> _Direction_: Copy out all of the material that follows, line for line, with no change to any word or character.

> _Data records_:
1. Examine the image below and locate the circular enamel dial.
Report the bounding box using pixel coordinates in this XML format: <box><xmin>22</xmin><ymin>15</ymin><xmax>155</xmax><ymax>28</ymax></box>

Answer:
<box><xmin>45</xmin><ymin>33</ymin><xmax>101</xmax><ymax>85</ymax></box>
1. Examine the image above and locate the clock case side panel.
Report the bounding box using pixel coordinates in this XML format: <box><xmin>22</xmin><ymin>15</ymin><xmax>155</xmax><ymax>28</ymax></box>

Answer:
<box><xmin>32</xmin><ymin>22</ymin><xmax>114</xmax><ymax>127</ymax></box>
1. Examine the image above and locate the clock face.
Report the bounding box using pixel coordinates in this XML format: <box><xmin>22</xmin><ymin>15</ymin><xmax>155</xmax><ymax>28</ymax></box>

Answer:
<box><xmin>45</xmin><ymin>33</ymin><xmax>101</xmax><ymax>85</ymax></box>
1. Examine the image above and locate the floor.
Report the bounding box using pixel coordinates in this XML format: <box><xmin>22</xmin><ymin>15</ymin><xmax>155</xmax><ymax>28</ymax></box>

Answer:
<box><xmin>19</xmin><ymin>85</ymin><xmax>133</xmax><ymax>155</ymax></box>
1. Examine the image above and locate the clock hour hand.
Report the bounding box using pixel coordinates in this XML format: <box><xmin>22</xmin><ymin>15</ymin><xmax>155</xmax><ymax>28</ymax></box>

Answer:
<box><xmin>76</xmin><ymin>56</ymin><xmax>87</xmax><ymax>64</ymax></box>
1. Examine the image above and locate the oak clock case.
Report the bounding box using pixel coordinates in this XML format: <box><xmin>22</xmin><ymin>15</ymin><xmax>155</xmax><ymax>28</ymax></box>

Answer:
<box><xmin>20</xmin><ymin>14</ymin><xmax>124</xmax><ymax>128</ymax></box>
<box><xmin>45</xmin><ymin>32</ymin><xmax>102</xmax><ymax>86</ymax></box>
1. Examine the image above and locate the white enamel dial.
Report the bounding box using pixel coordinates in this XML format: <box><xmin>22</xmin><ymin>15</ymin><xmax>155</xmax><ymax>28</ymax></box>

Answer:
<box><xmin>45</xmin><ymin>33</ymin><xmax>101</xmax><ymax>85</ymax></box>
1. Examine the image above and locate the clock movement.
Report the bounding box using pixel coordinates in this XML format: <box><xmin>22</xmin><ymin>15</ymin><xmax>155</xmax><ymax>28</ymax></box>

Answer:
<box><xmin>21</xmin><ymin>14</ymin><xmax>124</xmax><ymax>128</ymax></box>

> _Written reply_:
1. Examine the image below and locate the circular enamel dial.
Report the bounding box using pixel coordinates in this XML format: <box><xmin>22</xmin><ymin>15</ymin><xmax>155</xmax><ymax>28</ymax></box>

Answer:
<box><xmin>45</xmin><ymin>33</ymin><xmax>101</xmax><ymax>85</ymax></box>
1. Examine the image above and locate the clock case side panel.
Report the bounding box using pixel coordinates in this XML format: <box><xmin>22</xmin><ymin>15</ymin><xmax>155</xmax><ymax>28</ymax></box>

Answer:
<box><xmin>32</xmin><ymin>22</ymin><xmax>114</xmax><ymax>127</ymax></box>
1. Examine the image above and locate the clock face.
Report the bounding box using pixel coordinates in this XML format: <box><xmin>22</xmin><ymin>15</ymin><xmax>155</xmax><ymax>28</ymax></box>

Answer:
<box><xmin>45</xmin><ymin>33</ymin><xmax>101</xmax><ymax>85</ymax></box>
1. Examine the image above and locate the floor.
Report the bounding box using pixel coordinates in this XML format: <box><xmin>22</xmin><ymin>15</ymin><xmax>155</xmax><ymax>28</ymax></box>

Answer:
<box><xmin>19</xmin><ymin>85</ymin><xmax>133</xmax><ymax>155</ymax></box>
1. Examine the image above and locate the clock hour hand.
Report the bounding box using pixel coordinates in this XML format: <box><xmin>22</xmin><ymin>15</ymin><xmax>155</xmax><ymax>28</ymax></box>

Answer:
<box><xmin>76</xmin><ymin>56</ymin><xmax>87</xmax><ymax>64</ymax></box>
1. Examine the image above and locate the oak clock case.
Report the bounding box using pixel coordinates in this XML format: <box><xmin>22</xmin><ymin>15</ymin><xmax>155</xmax><ymax>28</ymax></box>

Answer:
<box><xmin>20</xmin><ymin>14</ymin><xmax>124</xmax><ymax>128</ymax></box>
<box><xmin>45</xmin><ymin>32</ymin><xmax>102</xmax><ymax>86</ymax></box>
1. Examine the image above and locate the white enamel dial.
Report the bounding box using pixel coordinates in this XML format: <box><xmin>22</xmin><ymin>15</ymin><xmax>155</xmax><ymax>28</ymax></box>

Answer:
<box><xmin>45</xmin><ymin>33</ymin><xmax>101</xmax><ymax>85</ymax></box>
1. Examine the image above and locate the clock movement.
Report the bounding box using pixel coordinates in this XML format: <box><xmin>22</xmin><ymin>15</ymin><xmax>155</xmax><ymax>28</ymax></box>

Answer:
<box><xmin>21</xmin><ymin>14</ymin><xmax>124</xmax><ymax>128</ymax></box>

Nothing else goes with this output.